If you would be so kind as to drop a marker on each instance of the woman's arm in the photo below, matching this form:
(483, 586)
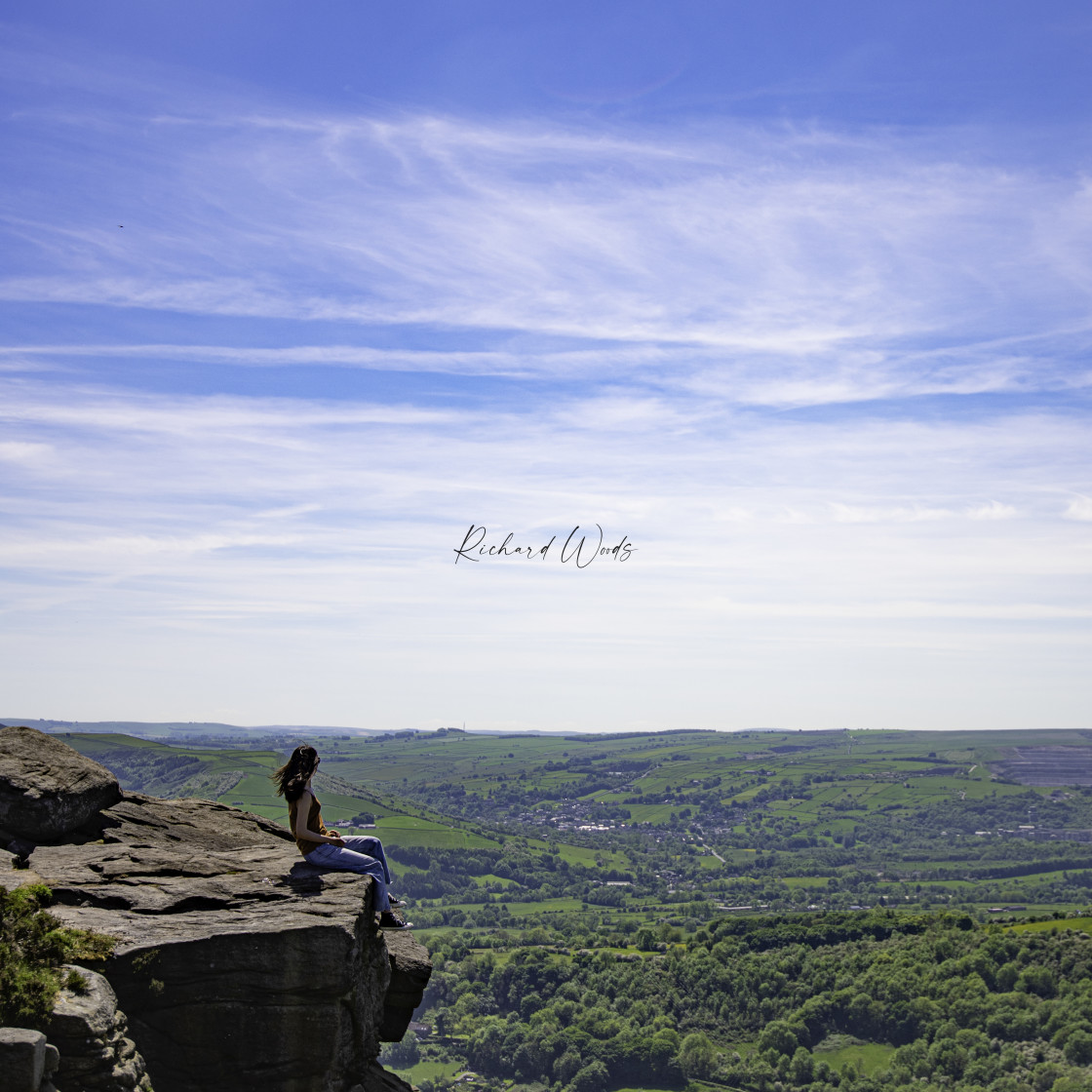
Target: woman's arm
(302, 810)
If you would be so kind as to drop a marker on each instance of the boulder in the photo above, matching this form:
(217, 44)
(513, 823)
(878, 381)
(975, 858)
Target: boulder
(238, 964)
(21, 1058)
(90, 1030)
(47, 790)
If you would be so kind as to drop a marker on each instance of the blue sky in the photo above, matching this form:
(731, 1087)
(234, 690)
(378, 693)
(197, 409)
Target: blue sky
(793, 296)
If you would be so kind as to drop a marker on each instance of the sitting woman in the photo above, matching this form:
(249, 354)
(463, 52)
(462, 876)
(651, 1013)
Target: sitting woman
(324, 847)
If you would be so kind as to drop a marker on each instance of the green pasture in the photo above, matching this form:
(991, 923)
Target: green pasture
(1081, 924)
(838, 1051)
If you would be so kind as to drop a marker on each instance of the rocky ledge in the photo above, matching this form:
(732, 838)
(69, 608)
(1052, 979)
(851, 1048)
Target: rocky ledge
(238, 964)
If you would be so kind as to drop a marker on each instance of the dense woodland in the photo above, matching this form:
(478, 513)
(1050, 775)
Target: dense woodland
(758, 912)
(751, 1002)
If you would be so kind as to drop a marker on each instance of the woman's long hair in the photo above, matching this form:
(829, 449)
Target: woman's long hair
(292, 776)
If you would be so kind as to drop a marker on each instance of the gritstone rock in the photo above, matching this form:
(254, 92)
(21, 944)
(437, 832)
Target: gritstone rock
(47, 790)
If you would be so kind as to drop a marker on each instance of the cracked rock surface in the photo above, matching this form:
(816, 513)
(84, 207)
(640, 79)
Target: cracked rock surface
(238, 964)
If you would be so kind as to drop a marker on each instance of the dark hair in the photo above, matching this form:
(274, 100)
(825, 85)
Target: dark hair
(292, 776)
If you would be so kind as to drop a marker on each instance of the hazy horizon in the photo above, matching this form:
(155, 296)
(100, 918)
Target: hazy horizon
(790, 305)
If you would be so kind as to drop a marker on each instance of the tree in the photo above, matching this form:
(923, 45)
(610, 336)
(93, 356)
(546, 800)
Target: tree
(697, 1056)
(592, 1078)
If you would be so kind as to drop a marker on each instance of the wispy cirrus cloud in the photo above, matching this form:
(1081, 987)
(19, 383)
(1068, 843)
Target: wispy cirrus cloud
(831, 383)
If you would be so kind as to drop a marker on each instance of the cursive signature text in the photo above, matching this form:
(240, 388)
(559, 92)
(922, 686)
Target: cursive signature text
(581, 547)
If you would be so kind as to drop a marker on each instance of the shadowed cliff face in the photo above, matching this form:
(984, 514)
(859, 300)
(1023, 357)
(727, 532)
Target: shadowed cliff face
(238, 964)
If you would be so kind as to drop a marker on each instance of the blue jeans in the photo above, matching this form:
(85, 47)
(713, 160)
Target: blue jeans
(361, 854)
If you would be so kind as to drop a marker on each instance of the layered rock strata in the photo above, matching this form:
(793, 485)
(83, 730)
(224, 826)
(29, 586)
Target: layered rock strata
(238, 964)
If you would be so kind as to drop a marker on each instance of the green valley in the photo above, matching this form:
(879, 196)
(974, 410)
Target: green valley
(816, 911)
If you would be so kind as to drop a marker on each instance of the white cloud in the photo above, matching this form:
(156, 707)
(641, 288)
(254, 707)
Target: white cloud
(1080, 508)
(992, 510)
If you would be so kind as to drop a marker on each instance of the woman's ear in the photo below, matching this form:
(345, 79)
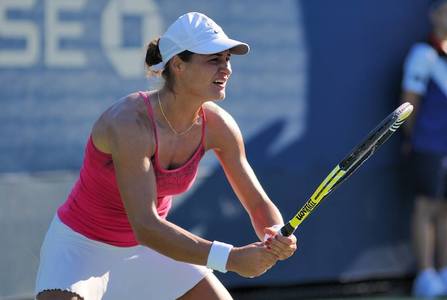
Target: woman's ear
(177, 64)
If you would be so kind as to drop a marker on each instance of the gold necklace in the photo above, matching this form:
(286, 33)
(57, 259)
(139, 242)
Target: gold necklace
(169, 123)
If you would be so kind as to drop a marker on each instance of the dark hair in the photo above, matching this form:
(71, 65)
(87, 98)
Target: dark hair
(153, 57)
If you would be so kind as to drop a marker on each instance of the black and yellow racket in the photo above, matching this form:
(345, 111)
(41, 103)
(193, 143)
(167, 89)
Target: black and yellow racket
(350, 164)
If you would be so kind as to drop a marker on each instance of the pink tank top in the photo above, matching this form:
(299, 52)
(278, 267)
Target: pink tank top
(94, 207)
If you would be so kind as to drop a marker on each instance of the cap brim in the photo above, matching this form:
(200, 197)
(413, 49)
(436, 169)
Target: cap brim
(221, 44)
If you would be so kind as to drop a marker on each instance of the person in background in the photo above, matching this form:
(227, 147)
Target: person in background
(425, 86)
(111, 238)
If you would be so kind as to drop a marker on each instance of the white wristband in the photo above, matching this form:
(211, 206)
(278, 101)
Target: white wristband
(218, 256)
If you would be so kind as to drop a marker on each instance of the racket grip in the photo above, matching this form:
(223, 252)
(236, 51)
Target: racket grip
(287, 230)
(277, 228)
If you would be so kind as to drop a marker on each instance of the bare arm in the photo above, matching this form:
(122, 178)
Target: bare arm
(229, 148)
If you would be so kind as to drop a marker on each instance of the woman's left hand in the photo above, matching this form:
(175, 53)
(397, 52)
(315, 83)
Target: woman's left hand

» PROBLEM DETAILS
Repeat the listing above with "pin" substituted for every occurrence of "marker" and everything else unchanged, leaving out the pictures.

» EXERCISE ANSWER
If you would be so kind as to drop a pin on each instance of the woman's arm in the photo below, matching this form:
(483, 586)
Target: woman's arm
(302, 810)
If you would be so kind as to drop a pin on each instance of the boulder in the photo above, matching this form:
(217, 44)
(513, 823)
(878, 381)
(975, 858)
Target: boulder
(238, 964)
(21, 1058)
(90, 1030)
(47, 790)
If you would be so kind as to drop a pin on each instance of the blue sky in the photo above, matching this form:
(731, 1087)
(234, 690)
(378, 693)
(197, 409)
Target: blue sky
(793, 296)
If you would be so kind as to drop a pin on each instance of the sitting woman in the photo above, matching this form:
(249, 354)
(463, 52)
(462, 876)
(651, 1013)
Target: sitting woman
(324, 847)
If you would be so kind as to drop a pin on each instance of the green pasture in the photo above, matching this form:
(991, 923)
Target: green pasture
(1081, 924)
(838, 1051)
If you would be so kind as to drop a pin on each instance of the rocky ledge in the photo above, matching this form:
(732, 838)
(69, 608)
(1052, 979)
(851, 1048)
Target: rocky ledge
(238, 964)
If you would be so kind as to drop a pin on each instance of the dense woodland in the photo above, matching this form:
(478, 513)
(1050, 775)
Target: dense woodland
(758, 912)
(751, 1002)
If you would be so kind as to drop a pin on each instance of the woman's long hair in the photo above, matching this form:
(829, 449)
Target: woman's long hair
(292, 776)
If you would be so kind as to drop a pin on each instance of the gritstone rock in the photo above, matching this form:
(254, 92)
(21, 944)
(437, 832)
Target: gritstone rock
(47, 790)
If you would be so kind as to drop a pin on each instance of the cracked rock surface in the photo above, matching this form:
(816, 513)
(84, 207)
(640, 79)
Target: cracked rock surface
(238, 964)
If you would be so kind as to drop a pin on each instance of the dark hair in the photo above, matching this form:
(274, 100)
(825, 85)
Target: dark hair
(292, 776)
If you would be so kind as to drop a pin on each instance of the hazy horizon in the photo above, matching this form:
(155, 296)
(100, 918)
Target: hazy horizon
(790, 305)
If you would be so kind as to drop a pin on each instance of the tree in the photo above, matching this form:
(923, 45)
(610, 336)
(93, 356)
(546, 800)
Target: tree
(697, 1056)
(592, 1078)
If you would be so kind as to drop a pin on each instance of the wispy cirrus cloud in the photo above, matching this form:
(1081, 987)
(19, 383)
(1068, 843)
Target: wispy cirrus cloud
(831, 383)
If you would be so kind as to drop a pin on each instance of the cursive signature text in the photo above, matching this form:
(240, 388)
(559, 92)
(922, 686)
Target: cursive signature text
(581, 547)
If you would be so kind as to drop a pin on each instance of the shadowed cliff face in the photo above, matching this form:
(984, 514)
(859, 300)
(1023, 357)
(727, 532)
Target: shadowed cliff face
(238, 964)
If you would be so kind as to drop a pin on each instance of the blue jeans in the photo above, matching this form:
(85, 47)
(713, 160)
Target: blue jeans
(361, 854)
If you would be so kind as to drop a pin on each instance of the layered rock strata in the photo above, matching this form:
(793, 485)
(83, 730)
(224, 826)
(29, 586)
Target: layered rock strata
(238, 964)
If you would be so kind as to drop a pin on each instance of the green valley in the photo above, matching this form:
(879, 196)
(974, 410)
Target: green valley
(816, 911)
If you would be so kind as to drop a pin on each instance of the white cloud in the photo above, matching this form:
(156, 707)
(641, 288)
(254, 707)
Target: white cloud
(1080, 508)
(992, 510)
If you would be so kind as to drop a pin on each instance of the woman's ear in the photo below, matching this form:
(345, 79)
Target: woman's ear
(177, 64)
If you would be so kind as to drop a pin on each instance of the gold necklace in the photo above, matching this form:
(286, 33)
(57, 259)
(139, 242)
Target: gold necklace
(169, 123)
If you would be so kind as to drop a pin on each instance of the dark hair in the photo above, matching this form:
(71, 65)
(87, 98)
Target: dark hair
(153, 57)
If you would be so kind as to drop a pin on each instance of the black and yellow racket in the photo above, matching this form:
(345, 111)
(41, 103)
(193, 143)
(167, 89)
Target: black and yellow racket
(350, 164)
If you would be so kind as to drop a pin on each instance of the pink tank top in the photo above, matching this form:
(299, 52)
(278, 267)
Target: pink tank top
(94, 207)
If you would be so kind as to drop a pin on each instance of the cap brim in the photo above, matching this form:
(200, 197)
(413, 49)
(436, 169)
Target: cap brim
(221, 44)
If you would be so kind as to drop a pin on each instance of the person in background in the photo above, matching this form:
(227, 147)
Target: person in background
(425, 86)
(111, 238)
If you would be so kind as to drop a pin on each instance of the white wristband in the photo above, matching this form:
(211, 206)
(278, 101)
Target: white wristband
(218, 256)
If you would be so kind as to drop a pin on each instance of the racket grip in the photo above, matching this form:
(223, 252)
(236, 51)
Target: racket grip
(287, 230)
(277, 228)
If you would be so kind as to drop a pin on each instance of the bare arm in the photo above, matching this form:
(122, 178)
Target: bare arm
(229, 148)
If you would be so kind as to drop a pin on each instance of the woman's left hand in the photo above, matching this form:
(175, 53)
(397, 52)
(315, 83)
Target: woman's left hand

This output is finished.